## TASK BRIEF
Each line of the data below either holds "woman" or does not. Report how many do, and only that.

[Saved entries]
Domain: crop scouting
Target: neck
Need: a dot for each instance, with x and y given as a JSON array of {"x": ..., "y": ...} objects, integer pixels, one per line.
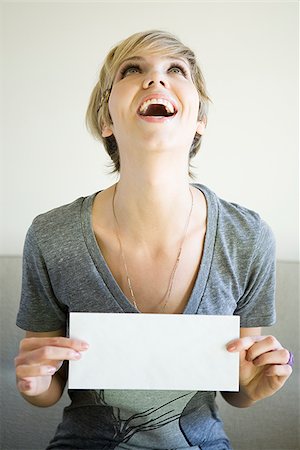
[{"x": 151, "y": 203}]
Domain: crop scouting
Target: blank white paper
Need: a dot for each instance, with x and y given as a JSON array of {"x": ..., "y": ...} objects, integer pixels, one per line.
[{"x": 155, "y": 351}]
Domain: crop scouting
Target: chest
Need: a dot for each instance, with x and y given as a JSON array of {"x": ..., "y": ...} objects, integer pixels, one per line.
[{"x": 157, "y": 283}]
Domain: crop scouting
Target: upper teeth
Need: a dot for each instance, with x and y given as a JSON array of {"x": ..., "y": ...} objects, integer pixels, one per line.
[{"x": 157, "y": 101}]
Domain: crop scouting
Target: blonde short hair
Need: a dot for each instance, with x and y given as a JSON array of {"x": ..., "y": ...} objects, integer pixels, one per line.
[{"x": 156, "y": 42}]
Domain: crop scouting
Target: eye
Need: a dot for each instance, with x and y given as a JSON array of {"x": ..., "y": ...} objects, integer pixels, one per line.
[
  {"x": 130, "y": 69},
  {"x": 178, "y": 68}
]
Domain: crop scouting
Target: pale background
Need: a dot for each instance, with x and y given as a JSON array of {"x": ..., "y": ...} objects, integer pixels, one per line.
[{"x": 52, "y": 52}]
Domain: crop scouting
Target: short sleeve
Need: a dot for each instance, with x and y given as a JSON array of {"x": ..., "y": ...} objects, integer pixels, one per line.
[
  {"x": 256, "y": 307},
  {"x": 39, "y": 309}
]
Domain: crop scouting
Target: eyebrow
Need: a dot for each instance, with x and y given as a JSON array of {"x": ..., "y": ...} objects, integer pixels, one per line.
[{"x": 141, "y": 58}]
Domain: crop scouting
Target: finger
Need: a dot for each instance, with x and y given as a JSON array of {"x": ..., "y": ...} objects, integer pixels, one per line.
[
  {"x": 25, "y": 371},
  {"x": 279, "y": 370},
  {"x": 45, "y": 355},
  {"x": 266, "y": 345},
  {"x": 33, "y": 343},
  {"x": 244, "y": 343},
  {"x": 273, "y": 357}
]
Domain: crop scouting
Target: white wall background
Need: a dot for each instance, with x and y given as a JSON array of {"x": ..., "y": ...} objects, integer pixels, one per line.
[{"x": 51, "y": 53}]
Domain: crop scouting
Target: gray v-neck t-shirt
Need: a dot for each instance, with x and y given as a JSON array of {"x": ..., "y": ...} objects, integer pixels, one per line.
[{"x": 64, "y": 271}]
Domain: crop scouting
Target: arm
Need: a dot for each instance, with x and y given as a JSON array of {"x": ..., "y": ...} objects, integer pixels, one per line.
[
  {"x": 263, "y": 367},
  {"x": 40, "y": 367}
]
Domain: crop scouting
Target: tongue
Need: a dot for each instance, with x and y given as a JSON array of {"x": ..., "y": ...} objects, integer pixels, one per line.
[{"x": 156, "y": 110}]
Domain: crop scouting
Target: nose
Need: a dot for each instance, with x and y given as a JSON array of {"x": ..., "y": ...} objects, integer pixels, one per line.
[{"x": 155, "y": 79}]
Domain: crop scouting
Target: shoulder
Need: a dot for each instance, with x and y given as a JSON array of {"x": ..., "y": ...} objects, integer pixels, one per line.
[
  {"x": 58, "y": 226},
  {"x": 237, "y": 225}
]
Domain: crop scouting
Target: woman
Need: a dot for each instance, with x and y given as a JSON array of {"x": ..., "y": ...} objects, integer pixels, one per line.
[{"x": 151, "y": 243}]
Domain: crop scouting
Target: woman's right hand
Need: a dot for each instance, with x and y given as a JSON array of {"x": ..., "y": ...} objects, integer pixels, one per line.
[{"x": 40, "y": 358}]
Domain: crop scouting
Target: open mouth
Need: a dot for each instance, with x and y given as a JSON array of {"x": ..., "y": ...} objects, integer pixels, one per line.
[{"x": 157, "y": 108}]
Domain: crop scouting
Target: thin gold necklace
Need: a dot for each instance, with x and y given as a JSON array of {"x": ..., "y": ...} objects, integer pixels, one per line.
[{"x": 170, "y": 284}]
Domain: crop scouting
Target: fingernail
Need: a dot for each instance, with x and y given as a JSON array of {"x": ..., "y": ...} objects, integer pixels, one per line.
[
  {"x": 231, "y": 347},
  {"x": 25, "y": 386}
]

## ANSWER TO THIS PROBLEM
2